▸ **Direction**:
Leave out the pictures, then reproduce the rest of the material exactly.

▸ **Dataset records**:
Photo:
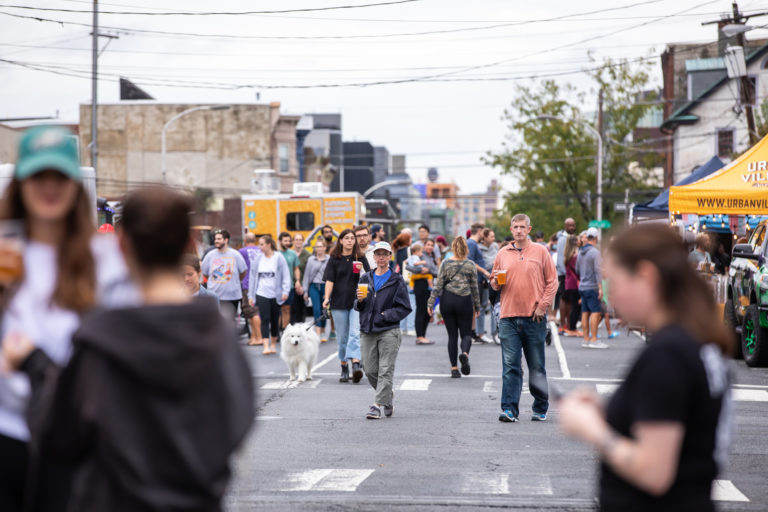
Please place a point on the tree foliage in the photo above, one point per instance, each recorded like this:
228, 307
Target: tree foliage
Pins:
554, 161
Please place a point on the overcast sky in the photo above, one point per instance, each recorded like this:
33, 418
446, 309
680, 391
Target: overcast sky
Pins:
446, 124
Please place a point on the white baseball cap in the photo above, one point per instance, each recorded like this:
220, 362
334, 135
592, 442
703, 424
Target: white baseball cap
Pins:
382, 245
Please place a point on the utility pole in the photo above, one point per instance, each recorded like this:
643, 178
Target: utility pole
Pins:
600, 155
747, 96
94, 84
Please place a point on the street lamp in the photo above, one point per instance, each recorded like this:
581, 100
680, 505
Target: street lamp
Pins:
599, 157
177, 116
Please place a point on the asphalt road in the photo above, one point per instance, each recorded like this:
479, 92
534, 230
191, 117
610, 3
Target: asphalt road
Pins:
444, 449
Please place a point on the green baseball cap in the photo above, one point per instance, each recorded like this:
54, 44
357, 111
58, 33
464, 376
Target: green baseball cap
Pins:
47, 148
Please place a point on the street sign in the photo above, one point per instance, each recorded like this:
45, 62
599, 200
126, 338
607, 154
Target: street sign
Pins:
600, 224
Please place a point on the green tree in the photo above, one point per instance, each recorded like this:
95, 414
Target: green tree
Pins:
555, 161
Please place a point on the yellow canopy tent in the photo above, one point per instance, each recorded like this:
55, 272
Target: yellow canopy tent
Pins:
741, 188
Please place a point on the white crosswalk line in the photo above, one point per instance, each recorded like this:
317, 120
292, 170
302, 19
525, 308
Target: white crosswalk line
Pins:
724, 490
339, 480
606, 389
414, 385
343, 480
750, 395
485, 483
287, 384
538, 485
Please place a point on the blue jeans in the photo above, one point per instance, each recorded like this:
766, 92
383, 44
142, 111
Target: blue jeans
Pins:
409, 323
518, 335
480, 324
316, 293
347, 333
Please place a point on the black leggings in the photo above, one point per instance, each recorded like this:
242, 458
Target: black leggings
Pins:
269, 312
421, 295
457, 314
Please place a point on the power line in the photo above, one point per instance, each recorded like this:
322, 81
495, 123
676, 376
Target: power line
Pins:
336, 37
212, 13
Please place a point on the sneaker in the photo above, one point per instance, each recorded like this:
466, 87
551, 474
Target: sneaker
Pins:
464, 359
344, 373
507, 417
357, 372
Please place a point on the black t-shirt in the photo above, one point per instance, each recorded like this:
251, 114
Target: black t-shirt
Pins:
339, 271
674, 379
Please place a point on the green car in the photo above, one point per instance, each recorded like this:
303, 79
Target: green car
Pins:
746, 310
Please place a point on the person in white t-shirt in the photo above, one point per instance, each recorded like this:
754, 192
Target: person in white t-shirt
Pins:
64, 270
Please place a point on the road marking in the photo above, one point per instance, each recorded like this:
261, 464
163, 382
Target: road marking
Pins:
750, 395
292, 384
338, 480
724, 490
325, 361
485, 483
606, 389
560, 352
414, 385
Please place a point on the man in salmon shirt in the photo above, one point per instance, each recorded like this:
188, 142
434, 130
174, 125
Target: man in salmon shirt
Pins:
526, 295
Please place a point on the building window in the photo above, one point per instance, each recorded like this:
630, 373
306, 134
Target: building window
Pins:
300, 221
284, 156
725, 143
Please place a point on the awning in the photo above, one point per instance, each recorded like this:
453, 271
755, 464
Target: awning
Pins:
738, 189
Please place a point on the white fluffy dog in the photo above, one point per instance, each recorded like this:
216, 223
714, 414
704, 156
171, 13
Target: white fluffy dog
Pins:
298, 348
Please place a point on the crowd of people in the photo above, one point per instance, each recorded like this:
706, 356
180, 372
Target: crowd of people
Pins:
123, 310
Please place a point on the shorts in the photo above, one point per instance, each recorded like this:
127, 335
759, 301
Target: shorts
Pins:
246, 309
589, 302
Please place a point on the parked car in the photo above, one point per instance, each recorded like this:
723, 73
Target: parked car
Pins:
746, 309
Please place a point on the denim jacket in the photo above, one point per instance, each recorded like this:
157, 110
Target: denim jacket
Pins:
282, 278
383, 310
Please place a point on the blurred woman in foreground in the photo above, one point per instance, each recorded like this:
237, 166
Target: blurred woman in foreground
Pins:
664, 434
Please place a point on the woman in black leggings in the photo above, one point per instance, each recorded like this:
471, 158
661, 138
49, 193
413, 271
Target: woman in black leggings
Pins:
456, 285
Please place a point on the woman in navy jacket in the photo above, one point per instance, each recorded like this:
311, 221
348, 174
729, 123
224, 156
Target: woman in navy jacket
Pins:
382, 300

▸ **Response below**:
Photo:
Please place a point on the tree foliage in the photo above, one point per instance, each recorded like this:
228, 307
Target: tree foliage
Pins:
554, 161
Please place a point on the overcast sky in the photo above, one point per instance, each recorded like this:
33, 418
446, 309
680, 391
Target: overcast sky
Pins:
446, 124
Please place a point on the white baseball cap in the photo above, one point per instance, each recorded like this:
220, 362
334, 135
592, 442
703, 424
Target: white baseball cap
Pins:
382, 245
Please place a point on the utility pole in the photo above, one point per instance, each recorded like this:
643, 178
Target: utility pole
Pins:
600, 155
747, 96
94, 84
Please place a point on the street lamp in the photo above, one point per instance, each recorded like this:
581, 100
680, 505
Target: street lamp
Pins:
599, 157
177, 116
Please place a point on the asphalt road in the photo above, one point per instance, each recorded like this:
479, 92
534, 230
191, 117
610, 3
Target: asphalt road
Pins:
444, 449
Please place a point on the green baseball cap in the photo above, one point per instance, each recorded like this:
54, 44
357, 111
58, 33
464, 376
Target: green baseball cap
Pins:
47, 148
Please place a point on the street sign in the photo above, one point per instance, each recorded like this:
45, 62
599, 200
126, 338
607, 154
Target: street sign
Pins:
600, 224
Please place a point on the green tree in the photo above, one point per instance, each recorded like this:
95, 414
Target: green tree
Pins:
555, 161
Please place a point on the yellow canopy tent in the photo above, one point per instance, each recorded like this:
55, 272
Target: yellow canopy tent
Pins:
741, 188
Please place a point on the white crosswalk line in the photo above, one point per instance, each recorded like this:
317, 120
292, 170
302, 19
525, 308
Target: white crosswalk line
Pins:
724, 490
339, 480
606, 389
414, 385
343, 480
750, 395
485, 483
287, 384
538, 485
Please place a point on the blue jeans in the photo above, one point per instance, each recorded like this:
766, 92
383, 44
142, 111
Target: blue jeans
Pins:
409, 323
518, 335
480, 324
316, 293
347, 333
Please place a point on the black leggings in the photo above, one point per instance, each recorded like this:
242, 458
Target: black leggings
Pins:
269, 312
421, 295
457, 314
Please place a point on the power line in the photo above, one point per instance, each recorded like this:
322, 81
495, 123
676, 376
Target: power line
Pins:
336, 37
212, 13
Please place a point on the sneaker in the photo above, one point per instance, each recorded like this:
466, 87
551, 474
Target: sneaker
Pins:
464, 359
344, 373
507, 417
357, 372
Please place a point on the black t-shirt in the photo above, one point per instance, each recorded like this:
251, 114
Target: black t-shirt
Pins:
339, 271
674, 379
Please place a point on the green car in the photo above, one point per instance, each recorded like this:
303, 79
Target: green car
Pins:
746, 310
Please place a point on the person in white t-shirt in the photo above, one point per instance, each recorded like this:
754, 192
Target: person in white t-shirt
Pins:
64, 270
Please place a point on the road marking in the photo above, one point per instance, each recorded like this:
261, 464
163, 382
Target: road marking
Pins:
750, 395
292, 384
338, 480
724, 490
325, 361
485, 483
606, 389
560, 352
414, 385
Please place a point on the man in salmon shirt in the photo above, one point per instance, each recorded like this:
188, 142
434, 130
174, 125
Target: man in salmon shirt
Pins:
526, 295
Please place a point on the building window in the photo above, one point per instance, each recorded like this:
630, 373
306, 134
Target: building window
Pins:
300, 221
284, 156
725, 143
Please place a point on the awning in the photo above, one point per instance, each recorded like this:
453, 271
755, 464
Target: awning
Pins:
738, 189
Please place a point on the white fluffy dog in the photo above, one point per instance, each recorded like this:
216, 223
714, 414
704, 156
171, 13
Target: white fluffy dog
Pins:
298, 348
Please place a point on the crowd of people in the photo above, one point per instance, each recorded like this:
706, 356
180, 372
Target: crowd of people
Pins:
123, 310
Please place a point on the shorts in the photo above, one point per instance, each recorded like this:
127, 335
759, 301
Target: shorts
Pins:
246, 309
589, 302
Please place a point on the parked car in the photo above, one point per instance, each recorded like this:
723, 73
Target: parked car
Pins:
746, 309
Please place a point on the denim jacket in the photo above, one point per instance, each recorded like this:
157, 110
Target: denim jacket
Pins:
282, 278
383, 310
Please place a point on the blurred woman in foreground in the photo above, one point per instance, each recorded like this:
237, 166
Target: blurred woman in foreground
Pins:
664, 434
Please place a point on the woman in black leggings in the photo above, one point per instance, each recorded like this:
471, 158
661, 138
49, 193
413, 271
Target: woman in black leggings
Pins:
456, 285
Please place a point on the woman in navy jacket in the photo above, one point per instance, each recorded like this:
311, 221
348, 174
729, 123
224, 156
Target: woman in navy jacket
Pins:
382, 300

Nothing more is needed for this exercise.